Supplied material:

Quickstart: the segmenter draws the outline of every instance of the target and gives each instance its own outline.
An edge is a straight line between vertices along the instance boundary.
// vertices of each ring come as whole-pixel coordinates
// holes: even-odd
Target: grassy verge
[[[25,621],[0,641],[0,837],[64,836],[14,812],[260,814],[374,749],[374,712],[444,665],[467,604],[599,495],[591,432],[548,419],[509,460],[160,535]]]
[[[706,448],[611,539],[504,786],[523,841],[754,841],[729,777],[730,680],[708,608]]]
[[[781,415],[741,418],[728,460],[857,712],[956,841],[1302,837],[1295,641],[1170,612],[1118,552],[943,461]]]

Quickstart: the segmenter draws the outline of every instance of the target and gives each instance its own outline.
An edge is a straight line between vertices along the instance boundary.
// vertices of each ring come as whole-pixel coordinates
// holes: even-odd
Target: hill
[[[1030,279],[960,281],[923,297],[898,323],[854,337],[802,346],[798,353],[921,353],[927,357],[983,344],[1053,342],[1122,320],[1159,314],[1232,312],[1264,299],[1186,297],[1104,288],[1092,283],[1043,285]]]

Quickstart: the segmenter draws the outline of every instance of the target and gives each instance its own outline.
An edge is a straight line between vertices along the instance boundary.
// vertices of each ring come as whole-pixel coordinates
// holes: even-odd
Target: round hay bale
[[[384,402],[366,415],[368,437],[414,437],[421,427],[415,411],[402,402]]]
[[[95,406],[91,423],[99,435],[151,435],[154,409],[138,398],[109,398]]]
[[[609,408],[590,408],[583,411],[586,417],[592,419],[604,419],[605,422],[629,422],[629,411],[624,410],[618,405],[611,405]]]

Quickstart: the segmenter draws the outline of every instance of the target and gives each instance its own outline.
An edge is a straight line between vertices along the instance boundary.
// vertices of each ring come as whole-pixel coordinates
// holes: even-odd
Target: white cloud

Given problem: Please put every line of the items above into a numbered list, leaving out the blank lines.

Expected answer:
1. Quickstart: the segmenter draws the outline of every instance of the target and gives each instance its own outline.
2. An edge is a straight line between vertices along the instance boundary.
3. // vertices of each ring come as whole-pixel coordinates
4. // holes: even-odd
5. Target: grassy verge
6. [[[25,621],[0,641],[0,837],[64,836],[14,812],[260,814],[374,749],[374,712],[444,665],[467,604],[599,495],[591,432],[548,419],[509,460],[160,535]]]
7. [[[706,448],[611,539],[504,786],[523,841],[754,841],[729,777],[730,680],[708,608]]]
8. [[[781,415],[741,418],[728,460],[857,712],[956,841],[1302,837],[1295,641],[1170,612],[1118,552],[943,461]]]
9. Quickstart: the segmenter draws the outline of every instance of the target and gives each instance its own outline.
10. An edge is a straight line between vertices along the instance boundary.
11. // vertices of each ring come as whole-pixel coordinates
12. // holes: even-odd
13. Target: hill
14. [[[1030,279],[960,281],[923,297],[898,323],[854,337],[802,346],[798,353],[921,353],[927,357],[983,344],[1053,342],[1122,320],[1159,314],[1232,312],[1264,299],[1186,297],[1104,288],[1092,283],[1043,285]]]
15. Quickstart: the segmenter draws the outline of every instance of the target and gives each instance its own outline.
16. An edge is a straight line between vertices along the instance boundary.
17. // vertices of each ring come as whole-pixel coordinates
18. // holes: even-odd
19. Target: round hay bale
20. [[[384,402],[366,415],[368,437],[414,437],[421,427],[415,411],[402,402]]]
21. [[[95,406],[91,423],[99,435],[151,435],[154,409],[138,398],[109,398]]]
22. [[[609,408],[590,408],[583,411],[586,417],[592,419],[604,419],[605,422],[629,422],[629,411],[624,410],[618,405],[611,405]]]
23. Quickstart: the segmenter draws the outline of every instance of the target and gives each instance its own outline.
24. An edge is a straight line between vertices along the instance boundary.
25. // vertices of each ring come as whole-pixel coordinates
26. // holes: even-odd
27. Target: white cloud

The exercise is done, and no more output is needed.